__WHAT TO WORK ON__:
Extract every line in the records below that contains the word "container". Copy each line in full.

__GIVEN DATA__:
## START

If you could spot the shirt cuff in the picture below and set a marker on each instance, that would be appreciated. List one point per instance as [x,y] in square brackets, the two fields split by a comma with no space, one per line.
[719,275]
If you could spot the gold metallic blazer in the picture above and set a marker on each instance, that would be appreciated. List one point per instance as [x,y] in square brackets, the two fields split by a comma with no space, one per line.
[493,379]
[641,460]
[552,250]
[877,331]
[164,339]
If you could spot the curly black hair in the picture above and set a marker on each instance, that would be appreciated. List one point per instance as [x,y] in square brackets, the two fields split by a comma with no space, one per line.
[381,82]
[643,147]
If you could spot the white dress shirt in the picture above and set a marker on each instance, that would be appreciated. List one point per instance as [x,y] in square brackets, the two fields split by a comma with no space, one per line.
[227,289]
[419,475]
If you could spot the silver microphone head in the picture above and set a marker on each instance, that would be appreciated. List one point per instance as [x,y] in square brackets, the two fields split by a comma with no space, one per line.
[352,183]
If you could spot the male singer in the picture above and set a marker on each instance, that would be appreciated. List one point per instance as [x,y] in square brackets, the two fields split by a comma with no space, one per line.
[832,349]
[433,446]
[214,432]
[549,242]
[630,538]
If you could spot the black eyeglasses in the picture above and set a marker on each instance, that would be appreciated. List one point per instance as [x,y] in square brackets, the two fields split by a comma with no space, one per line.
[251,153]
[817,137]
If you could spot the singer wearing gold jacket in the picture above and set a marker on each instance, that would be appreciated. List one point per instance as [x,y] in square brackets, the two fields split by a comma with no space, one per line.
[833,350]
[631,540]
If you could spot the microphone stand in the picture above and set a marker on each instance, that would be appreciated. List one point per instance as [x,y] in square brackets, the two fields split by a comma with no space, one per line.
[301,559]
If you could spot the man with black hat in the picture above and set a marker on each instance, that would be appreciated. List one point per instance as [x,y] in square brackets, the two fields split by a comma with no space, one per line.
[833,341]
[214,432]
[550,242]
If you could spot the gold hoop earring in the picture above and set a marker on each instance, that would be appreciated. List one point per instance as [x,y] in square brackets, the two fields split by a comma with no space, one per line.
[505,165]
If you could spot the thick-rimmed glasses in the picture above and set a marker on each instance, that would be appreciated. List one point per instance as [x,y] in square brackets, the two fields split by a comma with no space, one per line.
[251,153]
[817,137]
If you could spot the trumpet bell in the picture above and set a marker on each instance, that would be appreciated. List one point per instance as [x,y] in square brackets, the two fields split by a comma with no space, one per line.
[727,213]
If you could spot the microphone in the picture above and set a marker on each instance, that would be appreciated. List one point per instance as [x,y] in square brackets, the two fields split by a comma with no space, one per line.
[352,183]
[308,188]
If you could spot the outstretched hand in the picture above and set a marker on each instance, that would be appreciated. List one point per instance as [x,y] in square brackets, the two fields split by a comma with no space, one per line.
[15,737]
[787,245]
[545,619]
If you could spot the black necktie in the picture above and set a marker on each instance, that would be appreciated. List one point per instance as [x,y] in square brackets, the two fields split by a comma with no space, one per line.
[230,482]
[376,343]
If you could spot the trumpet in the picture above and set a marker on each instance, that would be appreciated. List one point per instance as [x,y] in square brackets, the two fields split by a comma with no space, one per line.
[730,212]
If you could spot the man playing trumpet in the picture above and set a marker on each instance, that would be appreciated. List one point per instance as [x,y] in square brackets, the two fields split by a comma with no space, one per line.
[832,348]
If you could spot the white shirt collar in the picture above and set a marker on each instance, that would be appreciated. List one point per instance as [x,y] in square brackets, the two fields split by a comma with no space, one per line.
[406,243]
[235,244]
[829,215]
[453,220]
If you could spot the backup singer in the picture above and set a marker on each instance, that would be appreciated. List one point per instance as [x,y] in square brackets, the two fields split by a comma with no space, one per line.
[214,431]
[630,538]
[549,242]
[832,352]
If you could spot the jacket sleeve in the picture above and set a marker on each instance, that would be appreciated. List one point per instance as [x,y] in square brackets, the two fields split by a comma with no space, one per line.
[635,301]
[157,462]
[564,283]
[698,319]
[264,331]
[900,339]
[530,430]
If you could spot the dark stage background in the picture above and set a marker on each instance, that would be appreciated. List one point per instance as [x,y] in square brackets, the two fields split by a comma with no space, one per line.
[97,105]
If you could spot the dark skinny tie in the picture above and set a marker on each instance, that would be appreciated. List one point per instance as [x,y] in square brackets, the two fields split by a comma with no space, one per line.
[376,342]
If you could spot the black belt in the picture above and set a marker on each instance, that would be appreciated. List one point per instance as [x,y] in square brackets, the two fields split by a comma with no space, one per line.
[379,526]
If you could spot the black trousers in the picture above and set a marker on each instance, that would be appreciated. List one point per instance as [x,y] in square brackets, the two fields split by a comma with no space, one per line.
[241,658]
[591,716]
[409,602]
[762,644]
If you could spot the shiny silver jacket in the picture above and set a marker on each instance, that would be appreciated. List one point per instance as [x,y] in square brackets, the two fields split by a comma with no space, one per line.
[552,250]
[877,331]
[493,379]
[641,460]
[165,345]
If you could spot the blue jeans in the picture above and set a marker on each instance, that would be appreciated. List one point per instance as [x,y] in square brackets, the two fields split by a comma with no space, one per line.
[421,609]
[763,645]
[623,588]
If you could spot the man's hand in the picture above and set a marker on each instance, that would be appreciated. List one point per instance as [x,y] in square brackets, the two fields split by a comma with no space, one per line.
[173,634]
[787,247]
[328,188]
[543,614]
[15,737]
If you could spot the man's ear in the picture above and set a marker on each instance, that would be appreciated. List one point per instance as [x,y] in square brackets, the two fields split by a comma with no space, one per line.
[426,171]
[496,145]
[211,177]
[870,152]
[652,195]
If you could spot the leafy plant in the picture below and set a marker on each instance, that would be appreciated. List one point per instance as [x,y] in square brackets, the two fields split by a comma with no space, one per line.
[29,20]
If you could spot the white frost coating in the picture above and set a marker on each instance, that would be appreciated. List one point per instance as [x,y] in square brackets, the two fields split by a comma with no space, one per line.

## END
## START

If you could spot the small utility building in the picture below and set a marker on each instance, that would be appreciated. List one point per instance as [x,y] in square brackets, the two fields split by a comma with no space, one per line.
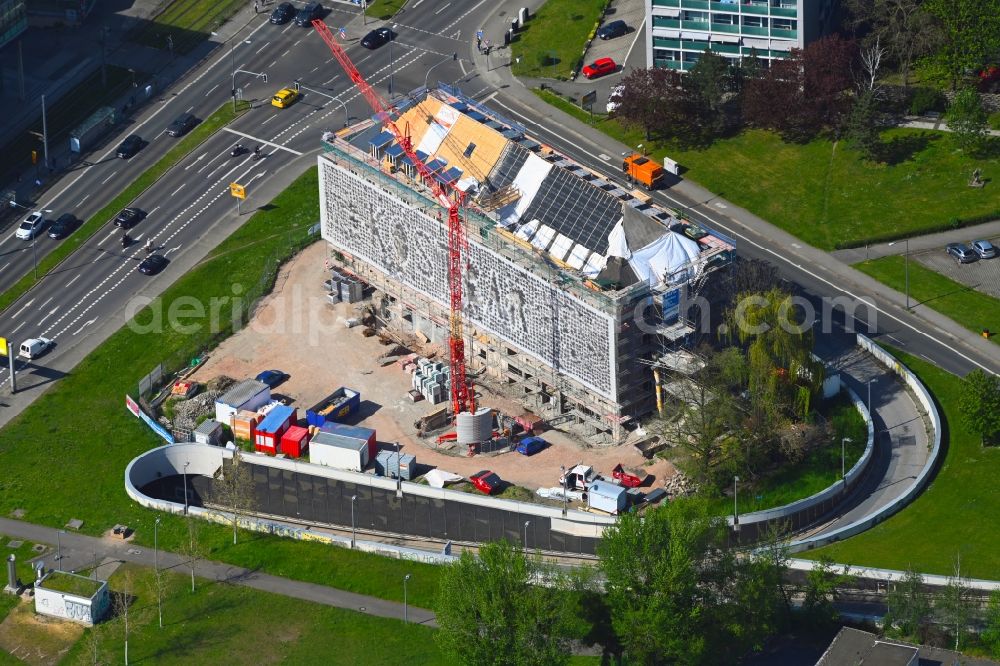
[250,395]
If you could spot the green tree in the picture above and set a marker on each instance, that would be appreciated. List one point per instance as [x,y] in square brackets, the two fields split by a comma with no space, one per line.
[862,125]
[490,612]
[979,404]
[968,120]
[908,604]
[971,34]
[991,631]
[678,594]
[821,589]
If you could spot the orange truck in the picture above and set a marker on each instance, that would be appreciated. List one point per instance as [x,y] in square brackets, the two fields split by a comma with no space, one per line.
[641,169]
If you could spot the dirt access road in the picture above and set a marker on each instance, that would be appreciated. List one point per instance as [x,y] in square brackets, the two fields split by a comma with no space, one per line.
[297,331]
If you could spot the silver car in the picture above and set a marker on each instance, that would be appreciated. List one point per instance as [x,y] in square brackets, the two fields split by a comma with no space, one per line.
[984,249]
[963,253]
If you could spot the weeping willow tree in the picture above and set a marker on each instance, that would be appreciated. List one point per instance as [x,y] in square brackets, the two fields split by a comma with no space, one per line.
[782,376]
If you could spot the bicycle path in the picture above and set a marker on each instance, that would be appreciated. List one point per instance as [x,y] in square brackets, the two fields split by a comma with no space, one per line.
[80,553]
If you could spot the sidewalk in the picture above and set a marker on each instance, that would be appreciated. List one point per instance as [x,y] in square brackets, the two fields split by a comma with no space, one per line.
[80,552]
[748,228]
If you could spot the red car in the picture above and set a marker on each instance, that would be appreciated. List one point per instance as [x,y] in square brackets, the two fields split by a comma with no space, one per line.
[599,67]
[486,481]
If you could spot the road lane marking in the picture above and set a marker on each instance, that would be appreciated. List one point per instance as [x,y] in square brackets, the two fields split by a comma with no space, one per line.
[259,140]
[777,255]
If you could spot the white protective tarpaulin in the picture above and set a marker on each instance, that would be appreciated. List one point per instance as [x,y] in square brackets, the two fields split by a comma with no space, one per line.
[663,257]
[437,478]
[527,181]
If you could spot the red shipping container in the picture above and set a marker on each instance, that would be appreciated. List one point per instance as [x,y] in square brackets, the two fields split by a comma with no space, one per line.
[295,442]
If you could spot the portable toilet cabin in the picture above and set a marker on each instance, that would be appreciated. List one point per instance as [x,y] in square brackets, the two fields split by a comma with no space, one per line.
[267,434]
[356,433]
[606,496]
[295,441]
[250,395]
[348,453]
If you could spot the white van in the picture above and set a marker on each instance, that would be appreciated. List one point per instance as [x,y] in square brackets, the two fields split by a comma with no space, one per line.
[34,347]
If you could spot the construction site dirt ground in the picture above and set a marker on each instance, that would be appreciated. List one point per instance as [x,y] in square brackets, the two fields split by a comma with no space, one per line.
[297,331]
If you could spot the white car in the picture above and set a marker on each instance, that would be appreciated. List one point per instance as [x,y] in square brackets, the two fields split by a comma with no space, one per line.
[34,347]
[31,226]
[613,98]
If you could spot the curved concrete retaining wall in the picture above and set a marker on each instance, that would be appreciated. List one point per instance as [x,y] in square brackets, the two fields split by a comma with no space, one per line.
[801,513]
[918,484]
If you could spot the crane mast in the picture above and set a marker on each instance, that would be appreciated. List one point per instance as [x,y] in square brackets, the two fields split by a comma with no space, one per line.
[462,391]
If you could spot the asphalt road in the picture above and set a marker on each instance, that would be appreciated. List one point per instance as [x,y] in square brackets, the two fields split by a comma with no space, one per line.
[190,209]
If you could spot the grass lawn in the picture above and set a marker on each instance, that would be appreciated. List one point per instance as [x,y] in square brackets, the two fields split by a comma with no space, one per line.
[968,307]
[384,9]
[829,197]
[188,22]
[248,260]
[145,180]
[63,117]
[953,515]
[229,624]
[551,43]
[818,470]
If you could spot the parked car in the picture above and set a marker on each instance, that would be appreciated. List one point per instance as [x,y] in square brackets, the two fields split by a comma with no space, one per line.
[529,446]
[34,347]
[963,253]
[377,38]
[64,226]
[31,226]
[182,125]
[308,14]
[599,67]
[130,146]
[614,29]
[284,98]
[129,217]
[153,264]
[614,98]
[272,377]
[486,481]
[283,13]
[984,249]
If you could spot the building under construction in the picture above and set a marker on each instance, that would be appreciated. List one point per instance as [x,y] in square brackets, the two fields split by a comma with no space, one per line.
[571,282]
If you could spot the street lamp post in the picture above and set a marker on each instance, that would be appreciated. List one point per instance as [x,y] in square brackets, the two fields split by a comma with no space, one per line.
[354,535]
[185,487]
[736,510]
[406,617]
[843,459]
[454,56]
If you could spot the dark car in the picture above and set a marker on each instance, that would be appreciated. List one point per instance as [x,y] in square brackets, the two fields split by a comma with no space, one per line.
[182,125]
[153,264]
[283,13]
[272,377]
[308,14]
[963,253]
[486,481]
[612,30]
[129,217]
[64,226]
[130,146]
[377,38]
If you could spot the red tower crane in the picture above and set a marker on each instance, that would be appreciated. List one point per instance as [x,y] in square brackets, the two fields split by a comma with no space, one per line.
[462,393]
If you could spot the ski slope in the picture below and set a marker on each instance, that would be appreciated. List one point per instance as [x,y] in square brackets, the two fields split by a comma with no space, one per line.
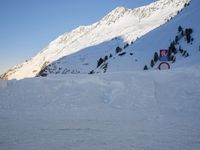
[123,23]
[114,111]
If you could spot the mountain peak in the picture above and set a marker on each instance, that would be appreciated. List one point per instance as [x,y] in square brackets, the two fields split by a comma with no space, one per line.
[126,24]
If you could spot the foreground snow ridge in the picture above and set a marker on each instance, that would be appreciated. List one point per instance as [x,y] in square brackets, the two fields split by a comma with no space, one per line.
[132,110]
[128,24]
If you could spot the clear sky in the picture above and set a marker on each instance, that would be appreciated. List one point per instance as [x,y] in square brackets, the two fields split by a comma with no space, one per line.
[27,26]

## END
## START

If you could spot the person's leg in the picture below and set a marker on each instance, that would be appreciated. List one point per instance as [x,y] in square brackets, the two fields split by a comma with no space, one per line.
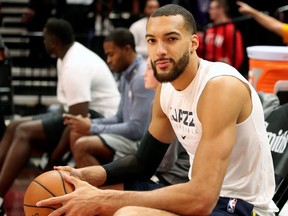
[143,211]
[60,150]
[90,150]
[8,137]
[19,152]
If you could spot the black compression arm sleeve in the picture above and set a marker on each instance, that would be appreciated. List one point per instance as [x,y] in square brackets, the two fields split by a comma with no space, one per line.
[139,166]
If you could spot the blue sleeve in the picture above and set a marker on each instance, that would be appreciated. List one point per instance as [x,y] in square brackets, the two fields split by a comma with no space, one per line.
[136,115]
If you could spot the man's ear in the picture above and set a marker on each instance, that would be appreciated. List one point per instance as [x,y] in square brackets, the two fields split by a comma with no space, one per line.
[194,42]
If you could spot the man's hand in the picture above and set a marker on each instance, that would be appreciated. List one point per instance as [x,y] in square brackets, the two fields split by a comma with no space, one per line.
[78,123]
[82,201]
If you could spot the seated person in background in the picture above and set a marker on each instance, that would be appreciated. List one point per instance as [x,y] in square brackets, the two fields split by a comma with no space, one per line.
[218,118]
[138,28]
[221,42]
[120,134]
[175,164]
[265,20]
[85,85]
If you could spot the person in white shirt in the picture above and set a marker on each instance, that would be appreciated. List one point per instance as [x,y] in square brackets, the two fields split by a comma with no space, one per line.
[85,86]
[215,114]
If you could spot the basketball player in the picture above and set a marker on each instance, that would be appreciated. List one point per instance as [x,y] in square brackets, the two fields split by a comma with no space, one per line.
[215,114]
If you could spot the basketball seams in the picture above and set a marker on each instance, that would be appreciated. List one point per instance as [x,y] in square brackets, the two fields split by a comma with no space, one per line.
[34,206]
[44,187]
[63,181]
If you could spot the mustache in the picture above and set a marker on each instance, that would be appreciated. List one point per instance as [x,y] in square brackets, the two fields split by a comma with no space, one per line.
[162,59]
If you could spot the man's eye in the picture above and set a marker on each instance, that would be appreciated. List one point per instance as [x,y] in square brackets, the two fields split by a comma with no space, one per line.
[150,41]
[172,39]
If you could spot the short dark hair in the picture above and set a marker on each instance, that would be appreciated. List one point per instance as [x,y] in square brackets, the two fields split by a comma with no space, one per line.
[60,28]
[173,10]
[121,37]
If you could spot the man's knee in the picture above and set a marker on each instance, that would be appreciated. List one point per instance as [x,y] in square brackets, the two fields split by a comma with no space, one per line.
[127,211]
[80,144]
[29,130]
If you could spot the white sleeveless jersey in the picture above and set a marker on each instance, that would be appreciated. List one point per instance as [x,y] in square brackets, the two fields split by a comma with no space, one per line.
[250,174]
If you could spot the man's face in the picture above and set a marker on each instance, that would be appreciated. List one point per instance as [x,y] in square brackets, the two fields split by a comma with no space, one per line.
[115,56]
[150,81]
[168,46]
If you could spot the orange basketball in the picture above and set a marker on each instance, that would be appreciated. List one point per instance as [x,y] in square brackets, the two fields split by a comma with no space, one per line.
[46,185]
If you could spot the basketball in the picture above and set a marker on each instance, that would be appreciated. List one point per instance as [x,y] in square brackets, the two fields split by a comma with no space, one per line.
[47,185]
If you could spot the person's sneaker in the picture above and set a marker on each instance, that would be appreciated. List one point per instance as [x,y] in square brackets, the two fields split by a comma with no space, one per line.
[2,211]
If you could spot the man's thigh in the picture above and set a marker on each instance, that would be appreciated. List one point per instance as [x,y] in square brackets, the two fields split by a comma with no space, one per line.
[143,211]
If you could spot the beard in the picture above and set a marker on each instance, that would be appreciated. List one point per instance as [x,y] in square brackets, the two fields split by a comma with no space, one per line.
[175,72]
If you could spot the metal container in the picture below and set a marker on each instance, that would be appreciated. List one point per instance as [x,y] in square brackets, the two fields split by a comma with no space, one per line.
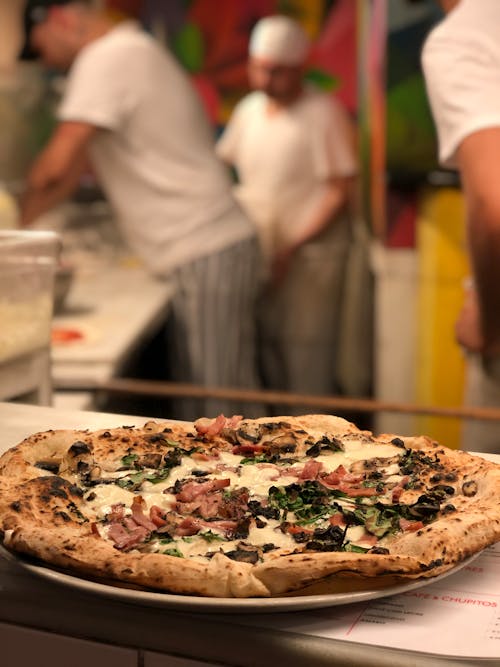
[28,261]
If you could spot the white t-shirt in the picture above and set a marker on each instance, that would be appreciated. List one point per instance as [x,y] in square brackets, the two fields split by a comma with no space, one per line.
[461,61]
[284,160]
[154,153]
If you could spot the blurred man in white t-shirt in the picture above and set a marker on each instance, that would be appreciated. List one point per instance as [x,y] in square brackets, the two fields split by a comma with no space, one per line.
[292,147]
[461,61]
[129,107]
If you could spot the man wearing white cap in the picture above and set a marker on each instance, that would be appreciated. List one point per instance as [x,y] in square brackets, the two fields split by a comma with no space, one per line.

## END

__SOLUTION FOR THIS EXERCISE__:
If you could spot the red shipping container in the picture above and set a marker on each instance, that would be appreciated. List one point per instance as [x,y] in square brackets, the two fields split by a comma with no space, one per line.
If you could spot the metal container in the picture below and set a marker on each instance, that would be appreciated. List one point per instance as [x,y] in square brackets, the two fields split by a comma with no space, one per line.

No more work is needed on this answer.